#### Provided passage
++++++++++++++++++++

Here’s something I’m working on

Don’t know where this is going to go, but here’s what I have so far.

Productivity for people who get triggered

My body reacts whenever I get triggered. My blood pressure rises, heart rate increases, cheeks flush, I sweat and sweat and sweat, and my hands and feet go cold and numb. If it’s a rough trigger I also start shaking. My thoughts fixate; I cannot get myself to think about something else, no matter how hard I try. I may get stuck there for a while, but I nearly always devolve into a depressive response. The urge to fall to the floor and curl up in a little ball under my desk is almost unbearable. Sometimes I give in, like I did when I was in the trauma situation. I don’t know if I feel safer down there, but what else can I do? I need to hide. My body feels lethargic, heavy, my jaw clenches, I hunch forward, my hands and feet are still cold numb, and I have a low-level headache for which I cannot justify an anti-inflammatory. My abdomen feels like it’s eating itself. I’m probably holding back tears. I cannot make myself do even the things I want to do, unless I am beholden to someone who expects me to be somewhere. That’s why I don’t make more social plans.

 

Working at my desk makes me vulnerable to all sorts of triggers, but I need to work at my desk. Who doesn’t? That’s why I ended up doing landscaping and tree service. The plants don’t trigger me.

 

But it’s January and I am not out with the plants. I’m sitting here at my desk on my computer or jotting down a schedule for the day or checking due dates or rifling through my ’next action’ index cards. Next actions, you can kiss my ass. I love the getting things done method, in theory. I’ve been able to make it work sometimes. But when I’m triggered, I hate that damn box of cards.

++++++++++++++++++++

#### Tasks to perform
1) Write out the part of the draft on productivity for people who get triggered that opens with the words containing "But it’s January" and closes with "box of cards.".
2) Answer these questions from the draft on productivity for people who get triggered.
(a) What kind of work did the writer end up doing?
(b) In what month is the writer sitting at the desk instead of being out with the plants?
(c) What method does the writer say they love in theory?
3) Continue the draft on productivity for people who get triggered from its last sentence.

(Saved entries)
++++++++++++++++++++

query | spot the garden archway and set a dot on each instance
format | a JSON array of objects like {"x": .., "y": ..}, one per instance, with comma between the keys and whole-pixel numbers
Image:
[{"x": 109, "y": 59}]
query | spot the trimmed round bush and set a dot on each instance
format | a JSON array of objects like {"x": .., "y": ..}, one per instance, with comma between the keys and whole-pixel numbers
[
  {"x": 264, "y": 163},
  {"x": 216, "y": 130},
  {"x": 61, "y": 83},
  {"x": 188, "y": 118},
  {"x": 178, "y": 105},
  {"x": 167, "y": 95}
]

++++++++++++++++++++

#### Responses to the exercise
1)
But it’s January and I am not out with the plants. I’m sitting here at my desk on my computer or jotting down a schedule for the day or checking due dates or rifling through my ’next action’ index cards. Next actions, you can kiss my ass. I love the getting things done method, in theory. I’ve been able to make it work sometimes. But when I’m triggered, I hate that damn box of cards.

2)
(a) Landscaping and tree service.
(b) January.
(c) The getting things done method.

3)
Productivity gurus are assholes. I finally realize that. I have assumed that the-me-I-am-now just sucks at productivity. See, I used to be a productivity champion. The sheer volume of tasks and roles and identities I juggled simultaneously…I know it was impressive. Then my life fell apart and I got diagnosed with ptsd and I couldn’t stop thinking about killing myself. Even when I was out around people—at a derby party or putting on makeup backstage before a show—I was still thinking about how much I wanted to be dead. Smiling and laughing…death, please.

 

How much of procrastination is about laziness? Mine never has been. How ‘bout yours? It’s okay if it has, or is. I envy lazy people. My mom never let me be lazy. She often scolded me for being irresponsible, though the evidence suggests I was way beyond the appropriate level of responsible-ness for a teenager. So I’ll show up even when I can barely muster the energy to walk out the door. Not showing up is a luxury I have only recently allowed myself, and only on rare occasions. Sounds strange, I know, but if I cancel on you last minute, it is the highest of compliments. It is probably because I think our relationship is strong enough that you’d want me to take care of myself, and for that I love you very much. I don’t cancel on people I can’t stand. If I show up it’s because I feel okay or I don’t know you yet. Or I know you and I don’t like you.

 

Procrastination also isn’t about Fear Of Failure. At least not entirely.

 

I procrastinate because I have been triggered, and no glut of productivity hacks or innovative journaling styles or motivational podcasts will get me back to work.

 

I don’t know the difference between “I don’t want” to do the thing and “I can’t” do the thing. Maybe I can’t because I don’t want to. I don’t want to have to sit in the feelings—the physical feelings—that hijack my attention. I don’t want to find or revisit that trigger that lives around or inside that thing on my to do list. And that thing, and that thing. Where is the thing on my to do list that is trigger-free?